§ **What to produce**
Each line from the one containing "Could you please point out the red porch" through the last line of the entries below is to be transcribed exactly. Nothing else belongs in the reply.

*** Opening of Provided information ***

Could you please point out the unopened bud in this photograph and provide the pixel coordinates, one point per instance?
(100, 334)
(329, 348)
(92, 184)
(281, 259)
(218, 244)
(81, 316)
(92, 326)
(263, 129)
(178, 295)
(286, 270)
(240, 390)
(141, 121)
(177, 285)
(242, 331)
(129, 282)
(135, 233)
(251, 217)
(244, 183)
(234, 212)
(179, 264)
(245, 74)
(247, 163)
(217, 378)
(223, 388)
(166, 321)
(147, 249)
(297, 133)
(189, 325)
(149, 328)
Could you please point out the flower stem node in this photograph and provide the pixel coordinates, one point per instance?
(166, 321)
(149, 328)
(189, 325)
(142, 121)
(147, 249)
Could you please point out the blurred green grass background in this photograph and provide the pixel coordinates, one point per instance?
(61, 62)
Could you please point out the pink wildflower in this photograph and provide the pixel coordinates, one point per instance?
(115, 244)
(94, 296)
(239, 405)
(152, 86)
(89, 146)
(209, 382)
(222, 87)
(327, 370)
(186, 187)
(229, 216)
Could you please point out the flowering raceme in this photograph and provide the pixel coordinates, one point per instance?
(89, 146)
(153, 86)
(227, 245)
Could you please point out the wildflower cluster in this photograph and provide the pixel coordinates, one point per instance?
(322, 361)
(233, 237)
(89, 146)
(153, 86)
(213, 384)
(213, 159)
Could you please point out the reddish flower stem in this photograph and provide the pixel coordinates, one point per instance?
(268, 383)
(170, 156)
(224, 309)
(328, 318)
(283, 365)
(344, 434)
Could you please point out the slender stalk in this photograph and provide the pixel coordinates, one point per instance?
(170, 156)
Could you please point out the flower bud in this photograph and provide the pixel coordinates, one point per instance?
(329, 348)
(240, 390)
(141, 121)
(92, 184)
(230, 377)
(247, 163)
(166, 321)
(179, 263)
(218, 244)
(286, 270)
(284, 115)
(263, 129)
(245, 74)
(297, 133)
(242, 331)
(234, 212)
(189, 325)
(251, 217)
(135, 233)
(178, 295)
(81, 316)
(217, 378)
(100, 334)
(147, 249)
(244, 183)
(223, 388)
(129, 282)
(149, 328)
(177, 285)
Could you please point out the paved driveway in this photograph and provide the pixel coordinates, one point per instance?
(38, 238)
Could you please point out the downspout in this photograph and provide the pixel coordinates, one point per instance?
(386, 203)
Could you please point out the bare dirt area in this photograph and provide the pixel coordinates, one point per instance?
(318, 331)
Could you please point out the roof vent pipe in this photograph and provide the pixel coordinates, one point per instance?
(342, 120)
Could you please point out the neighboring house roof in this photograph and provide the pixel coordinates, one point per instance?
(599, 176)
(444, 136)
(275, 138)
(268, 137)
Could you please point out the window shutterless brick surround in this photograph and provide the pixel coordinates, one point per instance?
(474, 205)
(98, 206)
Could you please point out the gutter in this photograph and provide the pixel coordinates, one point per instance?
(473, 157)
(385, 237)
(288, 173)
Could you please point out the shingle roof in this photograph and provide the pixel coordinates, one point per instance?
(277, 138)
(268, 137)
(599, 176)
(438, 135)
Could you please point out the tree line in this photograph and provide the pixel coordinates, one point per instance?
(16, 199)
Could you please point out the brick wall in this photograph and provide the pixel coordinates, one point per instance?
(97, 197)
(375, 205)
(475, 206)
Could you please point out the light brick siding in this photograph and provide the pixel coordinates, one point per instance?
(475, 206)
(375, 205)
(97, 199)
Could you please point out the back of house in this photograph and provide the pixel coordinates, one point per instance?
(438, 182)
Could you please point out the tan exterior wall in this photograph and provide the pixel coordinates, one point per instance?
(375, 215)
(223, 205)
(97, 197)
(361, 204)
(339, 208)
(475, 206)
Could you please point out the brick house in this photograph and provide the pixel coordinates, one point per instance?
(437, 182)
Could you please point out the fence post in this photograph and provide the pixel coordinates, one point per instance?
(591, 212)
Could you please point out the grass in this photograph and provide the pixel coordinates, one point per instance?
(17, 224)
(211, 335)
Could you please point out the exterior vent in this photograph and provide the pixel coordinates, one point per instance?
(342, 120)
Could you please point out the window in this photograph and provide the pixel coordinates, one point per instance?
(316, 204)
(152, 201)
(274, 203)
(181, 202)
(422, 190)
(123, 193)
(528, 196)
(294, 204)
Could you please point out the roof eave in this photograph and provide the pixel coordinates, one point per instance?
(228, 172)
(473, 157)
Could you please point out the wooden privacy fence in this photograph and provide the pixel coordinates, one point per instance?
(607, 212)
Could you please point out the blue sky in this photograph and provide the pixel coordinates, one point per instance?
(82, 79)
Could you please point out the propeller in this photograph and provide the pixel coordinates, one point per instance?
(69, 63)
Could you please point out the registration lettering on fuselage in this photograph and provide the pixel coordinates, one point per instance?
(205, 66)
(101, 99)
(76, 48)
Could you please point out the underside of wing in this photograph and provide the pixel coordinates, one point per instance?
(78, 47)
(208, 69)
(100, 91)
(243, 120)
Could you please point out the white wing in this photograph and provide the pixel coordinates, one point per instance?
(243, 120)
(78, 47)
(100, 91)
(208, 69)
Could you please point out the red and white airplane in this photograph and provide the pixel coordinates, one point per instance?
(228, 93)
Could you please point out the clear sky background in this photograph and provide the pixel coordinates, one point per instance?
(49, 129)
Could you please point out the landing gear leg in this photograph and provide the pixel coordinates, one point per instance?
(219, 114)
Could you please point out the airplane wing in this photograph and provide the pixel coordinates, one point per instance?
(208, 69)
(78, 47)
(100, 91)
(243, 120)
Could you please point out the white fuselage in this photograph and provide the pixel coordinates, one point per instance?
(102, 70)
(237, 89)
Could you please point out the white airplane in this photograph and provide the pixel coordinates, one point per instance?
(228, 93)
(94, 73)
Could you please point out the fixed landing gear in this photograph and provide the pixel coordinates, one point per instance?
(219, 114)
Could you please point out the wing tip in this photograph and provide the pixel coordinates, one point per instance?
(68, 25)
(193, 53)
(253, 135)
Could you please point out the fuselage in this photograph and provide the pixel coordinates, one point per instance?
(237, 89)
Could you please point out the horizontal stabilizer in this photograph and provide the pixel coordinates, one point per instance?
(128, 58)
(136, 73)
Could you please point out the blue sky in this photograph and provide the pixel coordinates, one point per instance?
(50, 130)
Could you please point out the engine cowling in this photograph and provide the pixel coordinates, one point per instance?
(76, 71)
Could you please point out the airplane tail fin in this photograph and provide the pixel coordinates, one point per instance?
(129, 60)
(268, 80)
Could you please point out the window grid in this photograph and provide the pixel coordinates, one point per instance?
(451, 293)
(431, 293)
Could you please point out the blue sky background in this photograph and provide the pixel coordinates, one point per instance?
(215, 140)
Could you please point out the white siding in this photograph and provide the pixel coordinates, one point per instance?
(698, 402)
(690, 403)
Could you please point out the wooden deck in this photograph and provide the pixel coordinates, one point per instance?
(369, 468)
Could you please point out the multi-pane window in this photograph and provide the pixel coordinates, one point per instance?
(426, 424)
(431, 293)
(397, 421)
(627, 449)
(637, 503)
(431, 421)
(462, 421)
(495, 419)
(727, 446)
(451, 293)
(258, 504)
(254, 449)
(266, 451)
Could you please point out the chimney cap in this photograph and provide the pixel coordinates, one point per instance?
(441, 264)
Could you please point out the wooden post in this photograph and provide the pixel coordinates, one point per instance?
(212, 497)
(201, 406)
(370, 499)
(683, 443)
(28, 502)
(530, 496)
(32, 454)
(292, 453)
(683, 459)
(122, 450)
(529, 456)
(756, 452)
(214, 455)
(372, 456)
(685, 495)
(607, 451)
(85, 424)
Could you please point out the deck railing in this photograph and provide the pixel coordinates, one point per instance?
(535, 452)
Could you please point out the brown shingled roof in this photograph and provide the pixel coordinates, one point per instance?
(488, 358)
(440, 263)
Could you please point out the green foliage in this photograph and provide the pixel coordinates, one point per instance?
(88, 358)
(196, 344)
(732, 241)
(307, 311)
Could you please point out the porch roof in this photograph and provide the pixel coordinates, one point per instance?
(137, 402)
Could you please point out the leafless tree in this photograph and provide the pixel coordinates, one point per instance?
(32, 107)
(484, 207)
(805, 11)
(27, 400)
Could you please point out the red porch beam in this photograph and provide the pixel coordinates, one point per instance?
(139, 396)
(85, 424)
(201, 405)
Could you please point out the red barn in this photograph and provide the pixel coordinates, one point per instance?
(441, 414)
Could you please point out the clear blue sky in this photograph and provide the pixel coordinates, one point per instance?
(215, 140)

*** Close of Provided information ***

§ **Answer section**
Could you please point out the red porch beam in this photograph and provide the pixel coordinates, one point per instance?
(139, 396)
(85, 424)
(201, 405)
Could you please point out the red barn in this photograph and provide the pixel coordinates, one point per instance?
(441, 414)
Could you please point out the clear blue sky in this photograph and provide the pixel coordinates, one point per instance?
(215, 140)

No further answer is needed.